>> BEGIN Document

UNSW anthropologist joins Australian Academy of the Humanities

2025-12-03T09:00:00+11:00

Jennifer Biddle

Professor Jennifer Biddle

UNSW Media
UNSW Media,

Professor Jennifer Biddle has been recognised for her outstanding contributions to the humanities.

UNSW Professor Jennifer Biddle’s decades of research have led to her election as one of 30 new Fellows of the Australian Academy of the Humanities. Fellows are recognised as being among the country’s most influential thinkers for advancing knowledge and offering insights vital to Australia’s social, cultural and democratic life.

“It is an honour to be elected a FAHA (Fellow of the Australian Academy of Humanities) and stand alongside so many esteemed scholars, activists and artists,” Prof. Biddle says. “I am humbled and excited to join the critical work the Academy does during this sober period of global disparity, inequity and injustice.

“This recognition is due to life-long relationships I’ve had with Warlpiri in the Central Desert, as well as First Nations and Indigenous colleagues, artists and friends, whom I would like to acknowledge and thank directly for this award.”

For more than 30 years, Prof. Biddle has worked collaboratively with northern Warlpiri in Lajamanu in Central Australia on contemporary art, heritage and performance. Her research follows women artists and the art activism of the Western Desert art movement and recent experimental aesthetics. She has collaborated with select desert-based art and media centres, and with Turtle Island First Nations artists on transnational projects in immersive new media.

>> END Document
>> BEGIN Excerpted data

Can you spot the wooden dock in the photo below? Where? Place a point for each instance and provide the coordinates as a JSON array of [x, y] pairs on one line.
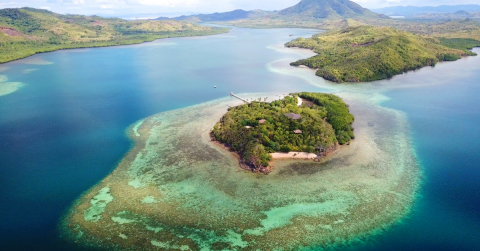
[[233, 95]]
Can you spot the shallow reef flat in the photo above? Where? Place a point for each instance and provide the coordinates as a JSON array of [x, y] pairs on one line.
[[8, 87], [177, 190]]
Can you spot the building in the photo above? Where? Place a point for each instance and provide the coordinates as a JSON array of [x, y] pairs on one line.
[[293, 115]]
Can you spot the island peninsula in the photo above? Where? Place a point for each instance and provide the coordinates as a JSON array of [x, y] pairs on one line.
[[369, 53], [304, 122], [27, 31]]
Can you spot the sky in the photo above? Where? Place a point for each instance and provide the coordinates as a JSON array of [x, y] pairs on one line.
[[175, 7]]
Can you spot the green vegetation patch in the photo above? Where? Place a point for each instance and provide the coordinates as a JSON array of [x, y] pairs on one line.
[[27, 31], [367, 53], [257, 129], [464, 44]]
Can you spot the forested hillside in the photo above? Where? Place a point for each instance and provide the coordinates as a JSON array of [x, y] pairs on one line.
[[367, 53], [257, 129], [26, 31]]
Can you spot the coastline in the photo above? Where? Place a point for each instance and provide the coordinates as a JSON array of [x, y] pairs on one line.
[[112, 44], [174, 168]]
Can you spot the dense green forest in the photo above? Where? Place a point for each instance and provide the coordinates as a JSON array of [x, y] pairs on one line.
[[368, 53], [325, 122], [26, 31]]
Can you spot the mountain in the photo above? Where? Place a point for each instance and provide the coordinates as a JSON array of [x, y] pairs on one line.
[[409, 11], [26, 31], [319, 9], [304, 11], [224, 16]]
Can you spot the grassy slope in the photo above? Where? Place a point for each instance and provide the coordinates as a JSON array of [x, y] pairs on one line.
[[324, 124], [24, 32], [367, 53]]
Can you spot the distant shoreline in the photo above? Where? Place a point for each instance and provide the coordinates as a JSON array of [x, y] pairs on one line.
[[133, 42]]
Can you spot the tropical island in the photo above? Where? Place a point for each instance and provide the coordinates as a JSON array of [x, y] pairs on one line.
[[368, 53], [27, 31], [318, 123]]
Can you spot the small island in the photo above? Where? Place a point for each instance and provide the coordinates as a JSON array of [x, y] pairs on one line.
[[303, 122], [368, 53]]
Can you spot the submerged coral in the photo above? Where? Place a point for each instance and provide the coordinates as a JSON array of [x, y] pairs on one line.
[[176, 190]]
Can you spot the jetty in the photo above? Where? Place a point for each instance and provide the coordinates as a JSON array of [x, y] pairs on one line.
[[233, 95]]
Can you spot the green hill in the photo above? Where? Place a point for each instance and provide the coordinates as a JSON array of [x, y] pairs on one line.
[[367, 53], [307, 13], [256, 129], [323, 9], [26, 31]]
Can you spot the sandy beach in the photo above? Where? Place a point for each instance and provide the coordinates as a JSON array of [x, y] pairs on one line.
[[294, 155], [176, 189]]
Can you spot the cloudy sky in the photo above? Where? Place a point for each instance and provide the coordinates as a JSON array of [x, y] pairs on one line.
[[114, 7]]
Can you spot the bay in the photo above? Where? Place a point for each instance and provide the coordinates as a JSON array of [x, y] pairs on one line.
[[64, 130]]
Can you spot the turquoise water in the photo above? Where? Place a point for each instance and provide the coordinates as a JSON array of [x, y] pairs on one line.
[[64, 130]]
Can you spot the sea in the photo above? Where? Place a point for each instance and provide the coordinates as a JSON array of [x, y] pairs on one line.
[[63, 130]]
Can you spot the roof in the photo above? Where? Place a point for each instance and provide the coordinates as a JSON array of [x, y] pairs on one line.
[[293, 115]]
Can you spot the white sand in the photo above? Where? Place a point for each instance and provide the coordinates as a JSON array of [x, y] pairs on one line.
[[294, 155]]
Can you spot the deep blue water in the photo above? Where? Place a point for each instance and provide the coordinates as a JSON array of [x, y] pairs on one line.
[[65, 130]]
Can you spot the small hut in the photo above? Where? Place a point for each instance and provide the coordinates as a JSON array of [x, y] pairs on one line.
[[293, 116]]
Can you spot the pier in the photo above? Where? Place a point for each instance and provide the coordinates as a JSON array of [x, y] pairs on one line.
[[233, 95]]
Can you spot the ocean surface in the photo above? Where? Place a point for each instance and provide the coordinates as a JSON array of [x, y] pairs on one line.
[[64, 130]]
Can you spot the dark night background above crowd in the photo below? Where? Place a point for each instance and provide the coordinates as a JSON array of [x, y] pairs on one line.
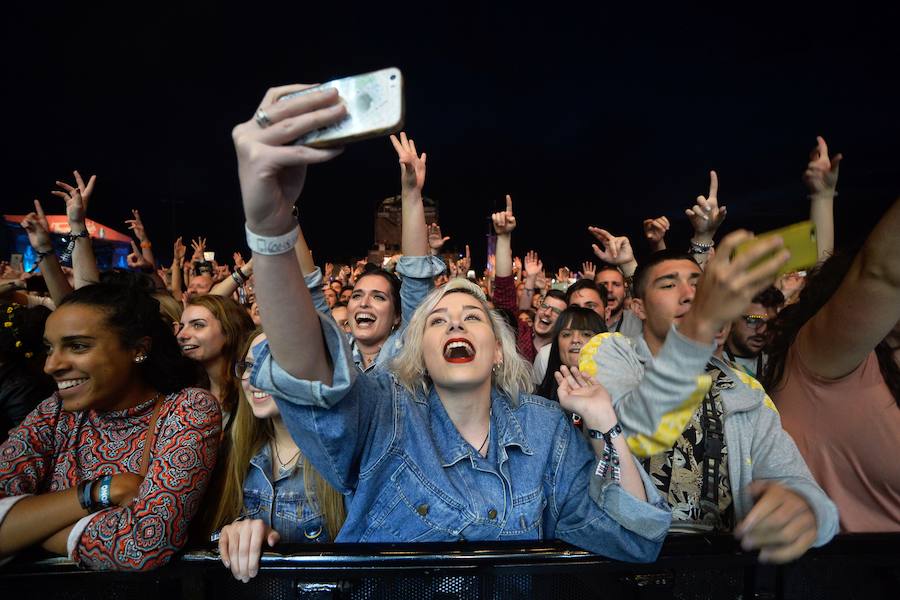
[[586, 115]]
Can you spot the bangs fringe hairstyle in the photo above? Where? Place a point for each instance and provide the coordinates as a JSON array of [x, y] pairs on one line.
[[245, 439], [512, 377]]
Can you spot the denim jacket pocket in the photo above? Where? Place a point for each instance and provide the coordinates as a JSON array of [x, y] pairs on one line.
[[413, 510], [526, 519]]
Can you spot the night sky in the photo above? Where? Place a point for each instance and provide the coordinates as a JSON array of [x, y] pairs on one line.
[[586, 115]]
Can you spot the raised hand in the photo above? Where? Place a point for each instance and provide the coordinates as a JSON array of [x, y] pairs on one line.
[[584, 396], [821, 173], [38, 230], [178, 252], [504, 221], [435, 241], [136, 259], [137, 226], [517, 266], [272, 170], [465, 263], [76, 207], [655, 232], [412, 166], [199, 246], [615, 250], [706, 215]]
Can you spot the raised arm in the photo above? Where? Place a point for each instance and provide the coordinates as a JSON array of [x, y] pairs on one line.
[[414, 235], [706, 216], [820, 179], [864, 309], [615, 250], [38, 230], [84, 263], [177, 269], [504, 224], [272, 175], [140, 232]]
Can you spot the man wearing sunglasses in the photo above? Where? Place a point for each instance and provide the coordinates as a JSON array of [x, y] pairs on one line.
[[748, 338]]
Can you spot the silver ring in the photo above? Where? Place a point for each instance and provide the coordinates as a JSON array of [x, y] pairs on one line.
[[262, 119]]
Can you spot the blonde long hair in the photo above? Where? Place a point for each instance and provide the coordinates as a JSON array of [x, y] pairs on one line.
[[245, 440], [513, 376]]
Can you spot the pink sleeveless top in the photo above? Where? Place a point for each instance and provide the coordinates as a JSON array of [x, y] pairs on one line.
[[848, 430]]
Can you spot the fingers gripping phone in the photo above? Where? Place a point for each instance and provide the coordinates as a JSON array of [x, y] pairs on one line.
[[799, 240], [374, 104]]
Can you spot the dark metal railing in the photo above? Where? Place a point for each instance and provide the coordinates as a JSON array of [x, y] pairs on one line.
[[689, 566]]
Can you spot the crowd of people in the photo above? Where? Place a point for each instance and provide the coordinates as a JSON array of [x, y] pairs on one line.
[[702, 390]]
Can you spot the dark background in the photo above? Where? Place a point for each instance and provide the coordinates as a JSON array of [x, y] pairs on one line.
[[586, 115]]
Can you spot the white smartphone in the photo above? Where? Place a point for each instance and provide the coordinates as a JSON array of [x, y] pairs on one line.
[[374, 104]]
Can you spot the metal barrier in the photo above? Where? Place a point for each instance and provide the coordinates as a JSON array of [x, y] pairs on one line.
[[689, 566]]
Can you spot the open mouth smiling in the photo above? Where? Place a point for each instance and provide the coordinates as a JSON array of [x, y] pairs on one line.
[[459, 350]]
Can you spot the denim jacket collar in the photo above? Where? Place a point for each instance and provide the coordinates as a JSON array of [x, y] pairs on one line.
[[505, 430], [262, 460]]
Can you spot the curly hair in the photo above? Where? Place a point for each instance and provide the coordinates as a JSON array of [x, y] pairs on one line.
[[134, 315]]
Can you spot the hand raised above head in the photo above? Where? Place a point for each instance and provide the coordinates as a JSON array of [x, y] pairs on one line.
[[706, 215], [615, 250], [504, 221], [412, 166], [821, 173], [271, 169]]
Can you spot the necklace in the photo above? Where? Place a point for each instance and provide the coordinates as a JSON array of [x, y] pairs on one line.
[[488, 434], [284, 467]]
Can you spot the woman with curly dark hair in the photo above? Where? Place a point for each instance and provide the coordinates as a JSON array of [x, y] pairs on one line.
[[110, 469], [833, 374]]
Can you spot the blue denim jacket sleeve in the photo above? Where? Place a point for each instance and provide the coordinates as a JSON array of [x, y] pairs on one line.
[[418, 280], [598, 514], [314, 283], [335, 426]]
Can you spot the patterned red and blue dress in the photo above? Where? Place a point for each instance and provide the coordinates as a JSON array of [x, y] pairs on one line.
[[53, 450]]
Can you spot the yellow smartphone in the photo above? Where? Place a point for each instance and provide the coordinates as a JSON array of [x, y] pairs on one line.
[[799, 240], [374, 104]]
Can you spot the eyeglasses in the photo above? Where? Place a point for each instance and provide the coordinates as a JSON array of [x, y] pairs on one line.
[[556, 311], [755, 321], [242, 370]]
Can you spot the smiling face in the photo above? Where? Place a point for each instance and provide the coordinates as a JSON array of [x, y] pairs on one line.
[[261, 403], [459, 345], [546, 315], [571, 341], [201, 337], [86, 357], [671, 286], [372, 312], [614, 282]]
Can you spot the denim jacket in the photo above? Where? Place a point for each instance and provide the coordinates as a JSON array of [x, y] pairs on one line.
[[412, 477], [282, 504]]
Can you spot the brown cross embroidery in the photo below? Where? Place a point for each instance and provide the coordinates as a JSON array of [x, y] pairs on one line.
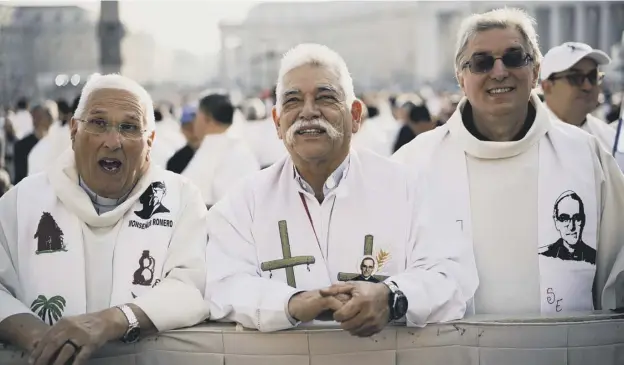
[[287, 262]]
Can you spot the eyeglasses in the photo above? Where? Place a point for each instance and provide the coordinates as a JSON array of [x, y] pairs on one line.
[[577, 79], [566, 218], [125, 129], [483, 63]]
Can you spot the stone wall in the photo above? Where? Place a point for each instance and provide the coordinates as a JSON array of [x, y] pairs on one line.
[[571, 339]]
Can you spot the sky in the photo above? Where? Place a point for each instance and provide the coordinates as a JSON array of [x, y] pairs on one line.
[[191, 25]]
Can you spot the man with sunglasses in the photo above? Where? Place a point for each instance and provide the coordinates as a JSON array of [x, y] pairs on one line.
[[571, 83], [103, 245], [501, 162]]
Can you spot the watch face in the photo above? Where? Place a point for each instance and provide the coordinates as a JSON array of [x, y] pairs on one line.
[[132, 335], [400, 307]]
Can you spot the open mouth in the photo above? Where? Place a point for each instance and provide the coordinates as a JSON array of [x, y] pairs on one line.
[[500, 90], [311, 131], [111, 165]]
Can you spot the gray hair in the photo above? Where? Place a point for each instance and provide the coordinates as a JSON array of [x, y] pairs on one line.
[[497, 19], [115, 81], [317, 55]]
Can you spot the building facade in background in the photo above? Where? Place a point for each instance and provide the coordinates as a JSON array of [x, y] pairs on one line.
[[392, 45], [46, 51]]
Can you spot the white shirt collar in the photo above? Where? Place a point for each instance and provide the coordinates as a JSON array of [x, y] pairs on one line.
[[332, 181], [100, 203]]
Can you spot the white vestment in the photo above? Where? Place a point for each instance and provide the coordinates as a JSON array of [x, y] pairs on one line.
[[429, 262], [49, 148], [601, 130], [261, 137], [373, 137], [505, 194], [58, 254], [597, 128], [22, 124], [221, 161]]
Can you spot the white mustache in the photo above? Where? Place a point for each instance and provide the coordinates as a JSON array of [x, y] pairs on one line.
[[331, 131]]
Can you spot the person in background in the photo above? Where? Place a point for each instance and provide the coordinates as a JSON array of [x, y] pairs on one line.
[[180, 160], [418, 121], [571, 83], [42, 120], [222, 159]]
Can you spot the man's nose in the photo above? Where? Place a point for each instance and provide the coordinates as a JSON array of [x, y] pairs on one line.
[[586, 85], [499, 71], [310, 110], [112, 139]]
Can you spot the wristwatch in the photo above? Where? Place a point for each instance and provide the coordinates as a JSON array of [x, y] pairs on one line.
[[134, 331], [397, 301]]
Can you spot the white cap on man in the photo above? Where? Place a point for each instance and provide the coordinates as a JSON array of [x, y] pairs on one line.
[[561, 58]]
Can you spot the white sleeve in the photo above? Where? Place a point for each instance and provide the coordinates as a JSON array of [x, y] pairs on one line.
[[9, 280], [177, 301], [610, 245], [441, 275], [239, 163], [235, 289]]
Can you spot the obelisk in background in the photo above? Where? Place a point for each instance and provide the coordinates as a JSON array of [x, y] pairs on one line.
[[110, 33]]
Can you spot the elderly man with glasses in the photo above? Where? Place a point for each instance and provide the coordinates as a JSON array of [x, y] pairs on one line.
[[500, 165], [102, 245], [571, 83]]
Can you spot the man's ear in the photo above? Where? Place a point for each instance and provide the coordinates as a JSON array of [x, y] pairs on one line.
[[150, 139], [547, 86], [356, 115], [536, 70], [276, 122], [460, 80], [73, 129]]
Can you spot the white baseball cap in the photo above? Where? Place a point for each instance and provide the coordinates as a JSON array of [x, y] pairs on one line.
[[561, 58]]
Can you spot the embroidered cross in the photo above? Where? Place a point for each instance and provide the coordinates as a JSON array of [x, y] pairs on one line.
[[287, 262], [368, 252]]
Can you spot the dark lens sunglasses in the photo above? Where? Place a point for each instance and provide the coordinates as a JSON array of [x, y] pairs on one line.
[[483, 63], [577, 79]]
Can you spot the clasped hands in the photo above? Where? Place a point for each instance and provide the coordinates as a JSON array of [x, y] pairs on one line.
[[360, 307], [72, 340]]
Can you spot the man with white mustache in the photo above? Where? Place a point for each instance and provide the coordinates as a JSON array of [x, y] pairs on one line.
[[285, 246]]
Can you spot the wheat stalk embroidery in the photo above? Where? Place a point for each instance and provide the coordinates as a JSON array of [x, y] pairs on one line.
[[382, 258]]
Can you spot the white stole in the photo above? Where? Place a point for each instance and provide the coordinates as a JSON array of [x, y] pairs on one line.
[[565, 165], [51, 241]]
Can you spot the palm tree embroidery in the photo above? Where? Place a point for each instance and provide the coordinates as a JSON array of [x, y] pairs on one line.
[[49, 235], [51, 309]]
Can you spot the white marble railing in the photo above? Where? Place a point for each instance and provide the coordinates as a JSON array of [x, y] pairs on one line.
[[571, 339]]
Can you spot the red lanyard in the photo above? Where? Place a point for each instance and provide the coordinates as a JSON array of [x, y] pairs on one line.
[[305, 205]]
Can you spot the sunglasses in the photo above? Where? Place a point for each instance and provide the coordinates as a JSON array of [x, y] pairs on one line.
[[577, 79], [482, 63]]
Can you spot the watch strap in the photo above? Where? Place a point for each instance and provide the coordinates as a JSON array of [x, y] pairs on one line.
[[133, 322]]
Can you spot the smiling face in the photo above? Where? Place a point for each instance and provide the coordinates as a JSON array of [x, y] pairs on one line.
[[315, 121], [502, 90], [108, 163]]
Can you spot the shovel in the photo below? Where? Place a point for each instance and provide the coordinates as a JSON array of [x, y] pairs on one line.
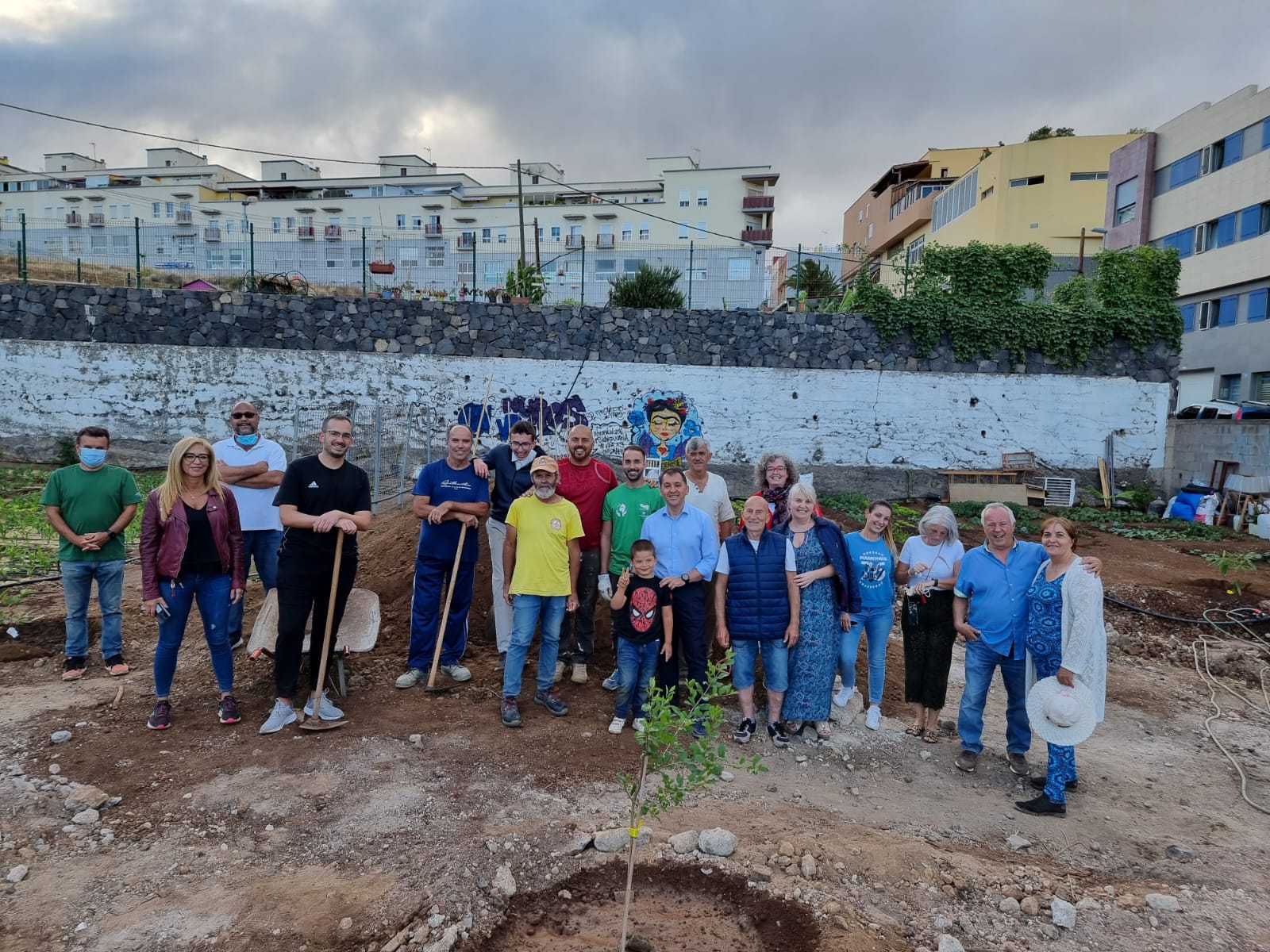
[[317, 723], [444, 616]]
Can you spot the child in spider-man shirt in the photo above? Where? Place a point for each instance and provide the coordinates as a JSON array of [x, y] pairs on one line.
[[641, 631]]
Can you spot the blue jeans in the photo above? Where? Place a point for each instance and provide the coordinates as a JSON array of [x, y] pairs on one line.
[[526, 611], [981, 663], [876, 624], [637, 666], [76, 589], [213, 593], [264, 546]]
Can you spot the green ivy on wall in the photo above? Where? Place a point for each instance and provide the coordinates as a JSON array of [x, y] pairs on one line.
[[991, 298]]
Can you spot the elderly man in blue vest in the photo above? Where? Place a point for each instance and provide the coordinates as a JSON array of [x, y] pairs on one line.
[[990, 612], [757, 608]]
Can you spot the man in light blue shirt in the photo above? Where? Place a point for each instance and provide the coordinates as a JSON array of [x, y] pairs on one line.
[[687, 547], [990, 611]]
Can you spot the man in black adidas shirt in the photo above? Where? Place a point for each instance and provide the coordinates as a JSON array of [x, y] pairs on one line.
[[321, 495]]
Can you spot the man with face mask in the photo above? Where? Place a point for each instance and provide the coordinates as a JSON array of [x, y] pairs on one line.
[[90, 505], [253, 466]]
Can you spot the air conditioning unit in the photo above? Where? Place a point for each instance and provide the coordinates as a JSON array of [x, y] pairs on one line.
[[1060, 492]]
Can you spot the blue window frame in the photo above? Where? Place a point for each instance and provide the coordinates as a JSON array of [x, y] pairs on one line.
[[1257, 305]]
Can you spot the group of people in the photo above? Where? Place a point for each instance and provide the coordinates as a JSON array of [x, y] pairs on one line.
[[789, 587]]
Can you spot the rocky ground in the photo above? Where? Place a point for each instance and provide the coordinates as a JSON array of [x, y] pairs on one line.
[[425, 825]]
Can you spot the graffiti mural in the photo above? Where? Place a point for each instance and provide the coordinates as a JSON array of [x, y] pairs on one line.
[[548, 418], [662, 422]]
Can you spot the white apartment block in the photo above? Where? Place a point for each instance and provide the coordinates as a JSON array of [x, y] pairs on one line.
[[437, 228]]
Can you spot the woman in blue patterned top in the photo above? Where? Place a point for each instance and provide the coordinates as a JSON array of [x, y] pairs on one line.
[[1066, 639]]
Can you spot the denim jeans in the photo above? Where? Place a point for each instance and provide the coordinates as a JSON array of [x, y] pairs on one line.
[[981, 663], [637, 664], [526, 612], [76, 589], [876, 624], [264, 546], [213, 593]]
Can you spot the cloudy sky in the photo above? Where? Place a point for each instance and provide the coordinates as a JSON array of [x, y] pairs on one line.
[[829, 93]]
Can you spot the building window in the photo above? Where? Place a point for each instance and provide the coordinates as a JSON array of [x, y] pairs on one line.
[[1126, 201]]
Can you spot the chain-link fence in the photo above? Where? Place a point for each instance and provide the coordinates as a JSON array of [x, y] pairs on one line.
[[353, 259]]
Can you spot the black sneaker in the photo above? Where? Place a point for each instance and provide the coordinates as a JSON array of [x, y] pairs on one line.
[[228, 711], [1039, 784], [552, 701], [160, 717], [511, 712], [1041, 806]]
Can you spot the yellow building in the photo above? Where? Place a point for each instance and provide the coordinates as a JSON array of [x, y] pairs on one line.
[[1039, 192]]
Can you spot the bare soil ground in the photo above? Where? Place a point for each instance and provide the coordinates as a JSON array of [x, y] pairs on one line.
[[352, 839]]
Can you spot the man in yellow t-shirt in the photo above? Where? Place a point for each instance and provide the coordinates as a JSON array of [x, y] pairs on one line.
[[540, 571]]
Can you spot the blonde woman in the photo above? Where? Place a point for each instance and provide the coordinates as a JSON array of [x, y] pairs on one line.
[[192, 549]]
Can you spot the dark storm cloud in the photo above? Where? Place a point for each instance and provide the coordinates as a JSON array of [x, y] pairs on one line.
[[829, 93]]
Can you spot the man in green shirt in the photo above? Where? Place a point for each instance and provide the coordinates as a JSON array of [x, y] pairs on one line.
[[90, 505], [622, 520]]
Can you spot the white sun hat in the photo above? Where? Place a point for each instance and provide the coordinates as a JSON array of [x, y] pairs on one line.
[[1060, 715]]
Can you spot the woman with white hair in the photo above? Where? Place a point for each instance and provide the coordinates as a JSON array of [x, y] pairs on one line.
[[927, 569]]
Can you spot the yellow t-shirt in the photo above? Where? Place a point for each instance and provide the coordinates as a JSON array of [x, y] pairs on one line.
[[543, 533]]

>> END Excerpted data

# Problem details
Using the article about Professor Jennifer Biddle, mark each statement yes or no and quote the words of the article that decide it.
1. She is one of 30 new Fellows of the Australian Academy of the Humanities.
2. Her collaborative work has been with southern Warlpiri.
3. She has worked with Turtle Island First Nations artists on transnational projects.
The lines are separate material and have no connection to the article about Professor Jennifer Biddle.

# Exercise output
1. Yes: "her election as one of 30 new Fellows of the Australian Academy of the Humanities"
2. No: "Prof. Biddle has worked collaboratively with northern Warlpiri in Lajamanu in Central Australia"
3. Yes: "with Turtle Island First Nations artists on transnational projects in immersive new media"